• Directive 1
List every one of the rows below that contains the string "blue", copying each such row in full. Case counts.
# Start of Selected excerpt
On the closer speaker this photo shows how at the top (and also along the sides though here obscured by the shadows) there are telltale areas where the inner edges of the wall panels telegraph through the paint.

Having conversed with Anthony Gallo on numerous occasions, I know how he'd not use anything bigger than 4-inch drivers if he were allowed as many as the job demanded. In his mind that's the ideal and perfect driver size. His big Reference LS5 line source demonstrated such multi-paralleled employ. Obviously the Dubh lacks their heavily multiplied displacement. So does Sven Boenicke's W5 which it competes against on price head on. Everything I said about the W5's bass applies to the Dubh too so you might reference that review. Where things differ—also against my wildly costlier soundkaos Wave 40 which the Irish displaced—is projection. The solid tone-wood cabs of the Swiss eggs energize the room far more. So do the sidefiring high-excursion Peerless mid/woofers of the other Swiss. The resin/MDF box of the Dubh holds the sound back behind the speakers. It doesn't gush forward to reach across space. It's less enveloping. It's more traditionally 'over there'. On tone too the Swiss differ. The Alpair 7.3 driver is more about leading-edge precision and soundstage specificity than the fleshy redolent tone which both wooden speakers make with their different drivers.


Of course our new ~100m² open floor-plan listening room cum office cum kitchen cum entry plus mezzanine above it is rather more capacious than the Dubh's target playground. That size also creates less lower-mid/upper-bass boundary reinforcement to present an innately leaner tonal balance. It's offset by less reflective interference and its resonant fuzz. Finally far reduced LF room interference truly warrants some infrasonic sub assist to build out the foundation of even speakers rather bigger than the Dubh. In short, in this space I ended up running the Irish with a dead-center-placed 40Hz and below Zu Submission set to a modest 2.5 on its dial. My SIT1 monos driven from Nagra's Jazz ran the Dubh to kick off. To get price real I'd move to Funjoe's Clones Audio trio of AP1 pre and 55pm monos.
# End of Selected excerpt
• Directive 2
Continue the loudspeaker review above from the point where it stops.
# Start of Excerpted data
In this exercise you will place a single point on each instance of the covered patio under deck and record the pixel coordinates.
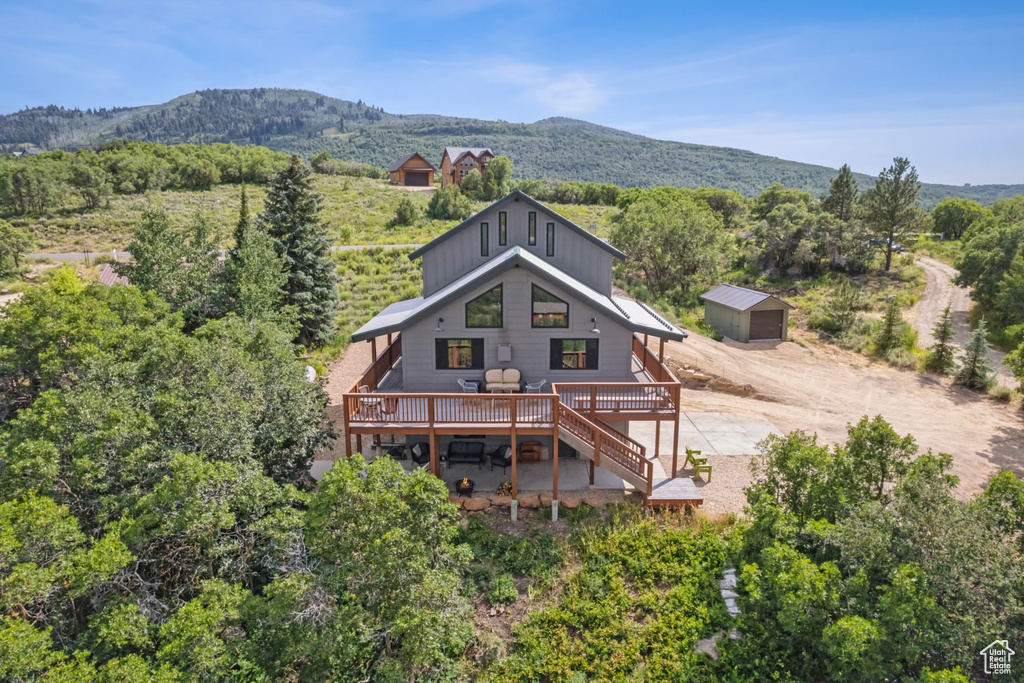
(576, 414)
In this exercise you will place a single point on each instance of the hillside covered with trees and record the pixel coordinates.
(557, 148)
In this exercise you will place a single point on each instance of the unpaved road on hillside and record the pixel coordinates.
(821, 388)
(940, 291)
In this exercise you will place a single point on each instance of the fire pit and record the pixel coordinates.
(464, 486)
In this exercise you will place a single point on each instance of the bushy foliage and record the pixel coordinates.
(854, 563)
(449, 204)
(40, 182)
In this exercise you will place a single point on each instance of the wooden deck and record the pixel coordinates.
(674, 493)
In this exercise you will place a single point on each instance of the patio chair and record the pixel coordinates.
(502, 456)
(421, 454)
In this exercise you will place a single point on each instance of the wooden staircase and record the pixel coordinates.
(624, 457)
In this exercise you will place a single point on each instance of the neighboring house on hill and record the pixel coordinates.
(518, 298)
(413, 170)
(457, 162)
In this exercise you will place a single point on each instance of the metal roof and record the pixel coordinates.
(738, 298)
(629, 313)
(518, 194)
(455, 153)
(398, 164)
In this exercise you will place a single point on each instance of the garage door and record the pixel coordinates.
(766, 325)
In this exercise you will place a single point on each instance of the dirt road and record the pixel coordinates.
(940, 291)
(820, 388)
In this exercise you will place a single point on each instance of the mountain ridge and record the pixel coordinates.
(305, 122)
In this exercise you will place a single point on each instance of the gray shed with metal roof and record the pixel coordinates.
(747, 314)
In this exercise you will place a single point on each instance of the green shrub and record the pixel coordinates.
(503, 590)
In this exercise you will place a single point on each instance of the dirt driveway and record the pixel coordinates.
(820, 388)
(940, 291)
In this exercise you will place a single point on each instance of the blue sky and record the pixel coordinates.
(941, 83)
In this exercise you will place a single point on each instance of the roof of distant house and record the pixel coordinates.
(110, 276)
(517, 194)
(630, 314)
(401, 162)
(738, 298)
(455, 153)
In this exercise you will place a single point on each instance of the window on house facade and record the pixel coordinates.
(549, 310)
(573, 354)
(485, 310)
(459, 353)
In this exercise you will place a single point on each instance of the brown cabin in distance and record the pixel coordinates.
(413, 170)
(457, 162)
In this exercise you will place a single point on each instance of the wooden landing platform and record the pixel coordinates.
(675, 493)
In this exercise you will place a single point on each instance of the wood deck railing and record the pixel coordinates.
(609, 398)
(608, 445)
(449, 409)
(380, 367)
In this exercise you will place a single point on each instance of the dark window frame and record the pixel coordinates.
(501, 309)
(591, 352)
(532, 314)
(442, 344)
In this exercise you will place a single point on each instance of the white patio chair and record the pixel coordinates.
(535, 387)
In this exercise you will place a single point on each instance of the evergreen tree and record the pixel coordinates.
(254, 275)
(976, 369)
(940, 356)
(892, 205)
(889, 333)
(842, 195)
(291, 216)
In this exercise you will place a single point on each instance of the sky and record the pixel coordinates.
(940, 83)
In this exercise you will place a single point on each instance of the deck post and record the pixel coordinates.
(675, 433)
(348, 435)
(515, 451)
(554, 459)
(435, 458)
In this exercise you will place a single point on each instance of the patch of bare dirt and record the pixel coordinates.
(940, 291)
(820, 388)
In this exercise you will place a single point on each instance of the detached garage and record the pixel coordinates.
(747, 314)
(412, 170)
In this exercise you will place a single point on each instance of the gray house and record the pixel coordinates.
(747, 314)
(517, 335)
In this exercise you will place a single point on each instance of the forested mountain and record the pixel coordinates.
(559, 148)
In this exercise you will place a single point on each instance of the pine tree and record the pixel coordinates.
(976, 369)
(842, 195)
(889, 333)
(940, 355)
(291, 216)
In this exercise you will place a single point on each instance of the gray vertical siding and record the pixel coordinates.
(461, 253)
(529, 346)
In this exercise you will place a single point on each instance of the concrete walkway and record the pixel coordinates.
(712, 433)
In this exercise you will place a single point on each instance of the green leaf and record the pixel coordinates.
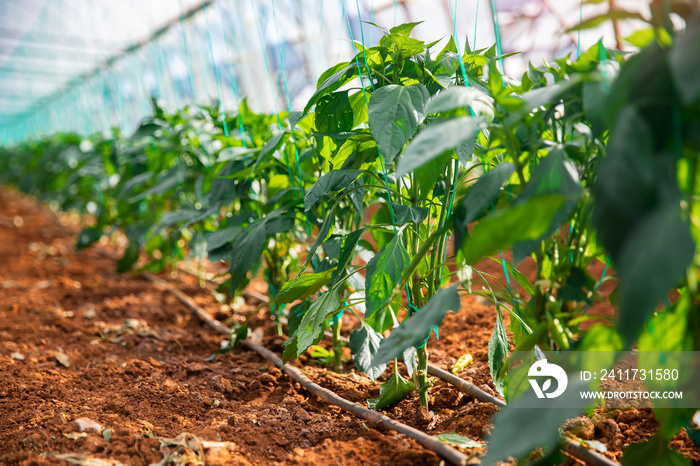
(228, 154)
(436, 139)
(395, 112)
(334, 113)
(668, 330)
(501, 230)
(653, 451)
(382, 273)
(323, 233)
(296, 313)
(147, 129)
(392, 391)
(407, 214)
(685, 67)
(555, 174)
(301, 288)
(346, 251)
(332, 181)
(404, 29)
(459, 440)
(222, 237)
(414, 331)
(631, 182)
(270, 146)
(247, 249)
(331, 80)
(88, 236)
(177, 216)
(364, 343)
(498, 353)
(481, 196)
(595, 95)
(131, 183)
(652, 261)
(401, 47)
(311, 326)
(453, 97)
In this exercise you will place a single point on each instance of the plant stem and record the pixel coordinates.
(422, 375)
(278, 321)
(337, 347)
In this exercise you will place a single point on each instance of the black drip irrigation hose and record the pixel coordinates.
(443, 450)
(449, 454)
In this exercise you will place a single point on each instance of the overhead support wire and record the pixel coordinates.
(108, 63)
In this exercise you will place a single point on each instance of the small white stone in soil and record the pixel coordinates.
(87, 425)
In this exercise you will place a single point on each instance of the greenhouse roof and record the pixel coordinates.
(46, 45)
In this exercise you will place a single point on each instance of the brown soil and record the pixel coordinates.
(80, 342)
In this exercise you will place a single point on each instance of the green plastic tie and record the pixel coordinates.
(364, 93)
(497, 30)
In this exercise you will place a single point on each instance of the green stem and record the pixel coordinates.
(422, 374)
(337, 347)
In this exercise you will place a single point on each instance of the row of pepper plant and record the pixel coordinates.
(406, 170)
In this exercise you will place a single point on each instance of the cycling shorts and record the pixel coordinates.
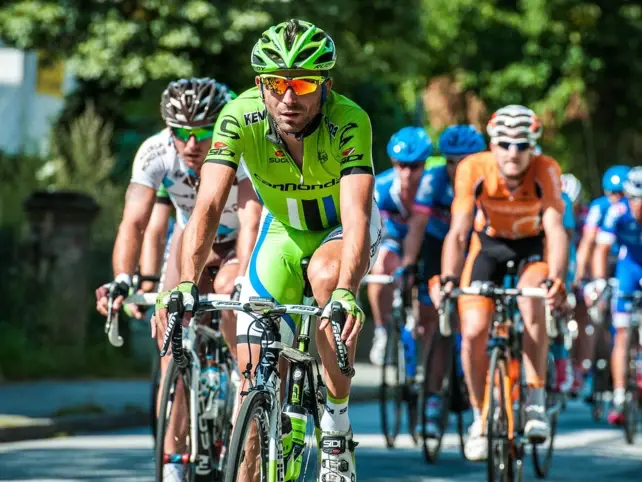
(429, 263)
(628, 274)
(274, 270)
(487, 261)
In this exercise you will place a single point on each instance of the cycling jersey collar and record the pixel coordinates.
(273, 133)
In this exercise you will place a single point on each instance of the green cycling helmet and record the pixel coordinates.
(294, 44)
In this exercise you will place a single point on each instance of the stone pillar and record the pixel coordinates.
(60, 224)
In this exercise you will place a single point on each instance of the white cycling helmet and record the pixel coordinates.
(633, 183)
(571, 186)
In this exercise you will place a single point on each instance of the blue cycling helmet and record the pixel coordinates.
(614, 177)
(410, 144)
(461, 139)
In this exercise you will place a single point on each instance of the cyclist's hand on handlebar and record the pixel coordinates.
(118, 289)
(354, 315)
(556, 292)
(189, 293)
(438, 287)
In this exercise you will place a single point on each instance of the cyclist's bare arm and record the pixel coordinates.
(601, 260)
(413, 240)
(356, 205)
(216, 182)
(249, 219)
(556, 243)
(151, 257)
(455, 243)
(584, 253)
(139, 203)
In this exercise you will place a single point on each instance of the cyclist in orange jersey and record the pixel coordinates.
(512, 198)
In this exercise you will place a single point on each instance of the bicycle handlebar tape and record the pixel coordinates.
(337, 320)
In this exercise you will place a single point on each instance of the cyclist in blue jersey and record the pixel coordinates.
(613, 186)
(623, 225)
(416, 207)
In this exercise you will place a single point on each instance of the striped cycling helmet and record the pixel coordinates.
(514, 123)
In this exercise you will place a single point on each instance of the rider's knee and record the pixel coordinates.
(533, 275)
(474, 324)
(224, 281)
(324, 275)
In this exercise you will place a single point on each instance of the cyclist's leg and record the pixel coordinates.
(178, 422)
(628, 275)
(380, 296)
(224, 284)
(476, 313)
(430, 265)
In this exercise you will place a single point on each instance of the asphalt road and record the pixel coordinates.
(585, 451)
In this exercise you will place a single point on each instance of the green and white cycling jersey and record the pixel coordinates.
(301, 205)
(338, 142)
(159, 166)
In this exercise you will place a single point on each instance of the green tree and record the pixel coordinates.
(576, 63)
(123, 51)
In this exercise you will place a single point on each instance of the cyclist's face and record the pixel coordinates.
(513, 158)
(193, 152)
(293, 112)
(452, 162)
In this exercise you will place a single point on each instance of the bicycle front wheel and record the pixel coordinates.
(249, 448)
(632, 400)
(173, 390)
(391, 390)
(434, 387)
(543, 453)
(498, 423)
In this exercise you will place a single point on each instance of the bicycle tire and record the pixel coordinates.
(543, 453)
(391, 396)
(432, 446)
(155, 389)
(632, 400)
(167, 401)
(499, 463)
(255, 406)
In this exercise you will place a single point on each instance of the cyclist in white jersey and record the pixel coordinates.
(173, 158)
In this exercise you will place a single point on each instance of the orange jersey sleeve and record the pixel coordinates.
(467, 178)
(548, 177)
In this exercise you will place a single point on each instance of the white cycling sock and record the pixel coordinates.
(173, 472)
(335, 418)
(619, 395)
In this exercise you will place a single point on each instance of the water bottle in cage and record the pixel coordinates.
(210, 386)
(410, 345)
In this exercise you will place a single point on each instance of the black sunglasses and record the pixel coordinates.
(521, 146)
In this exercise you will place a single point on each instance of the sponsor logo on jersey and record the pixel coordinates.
(351, 158)
(331, 127)
(291, 186)
(229, 128)
(345, 137)
(254, 117)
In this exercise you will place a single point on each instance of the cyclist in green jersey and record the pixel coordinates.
(308, 152)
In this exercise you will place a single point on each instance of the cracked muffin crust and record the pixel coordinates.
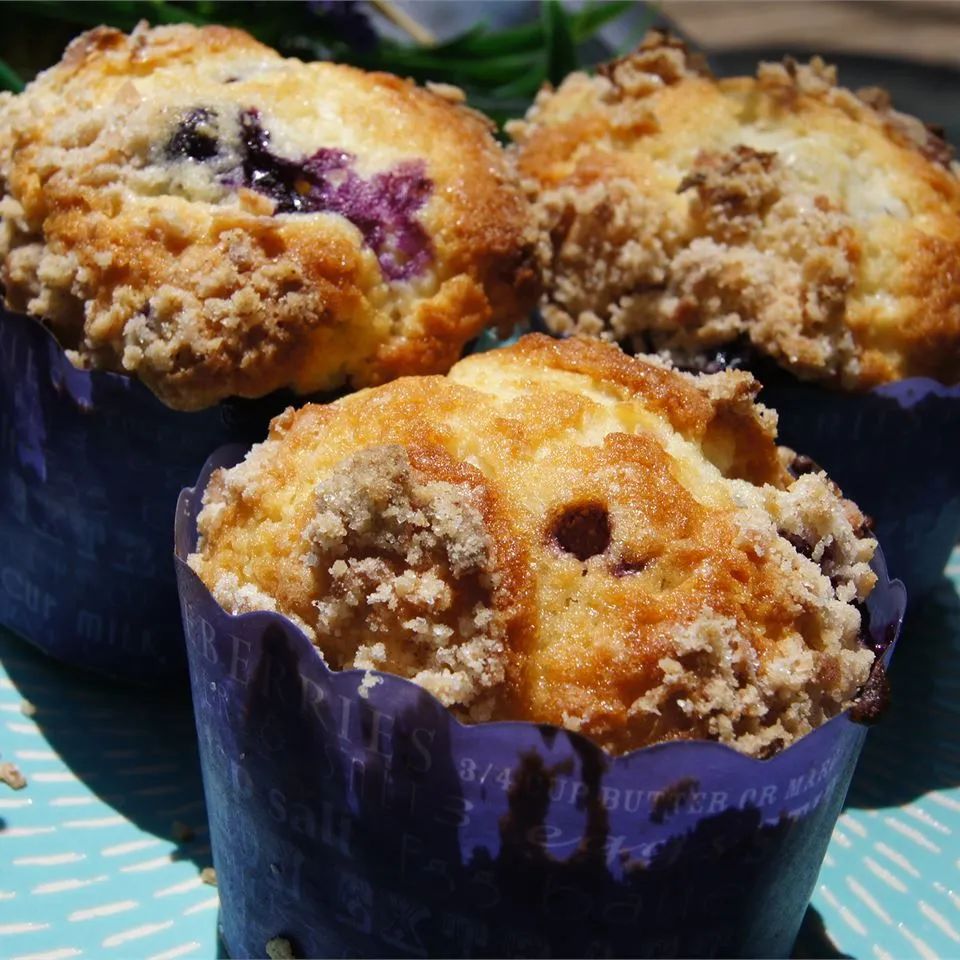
# End of Excerpted data
• Right answer 1
In this exercise you will place a single point on each instance of the blue sky and record the pixel coordinates.
In this exercise you will place a single point on each instance of the blue cycling helmet and record the pixel coordinates.
In this exercise you will place a single point on each instance of the cyclist in blue jersey and record the pixel coordinates.

• Right answer 2
Linearity. Whilst lab tests will certainly disagree to show squiggles as they do for any speaker, the broad-shouldered Dubh which is far wider than the actual driver sounded admirably even*. It wasn't plagued by the typical widebander upper-mid raggedness and peakiness. This tipped a hat at the smooth class-act driver and another at the effectiveness of Eist's baffle-step correction filter (kudos for slaughtering sacred cows and being pragmatic). Even those who'd in the end fancy a different sound would have to admit that with its covers removed to rub in driver size, the Dubh is a kind of mind fuck. Without flinching, these suckers stare expectations and presumptions into their exasperated faces. "Where's the bloody tweeter? Where's the real woofer? Inside?" To such cries for help it'll remain mum. That puts the burden of explanations on you. If you're new to this breed—by which I don't mean AER, Feastrex, Rethm and Voxativ type Lowtherites but the Ed Schillings, Frugalhorns and their sort—you're bound to scratch your head. With bandwidth and relative linearity out of the way, why would anyone want to Dubh it rather than go after the earlier mentioned Sino/Italian Venere for example?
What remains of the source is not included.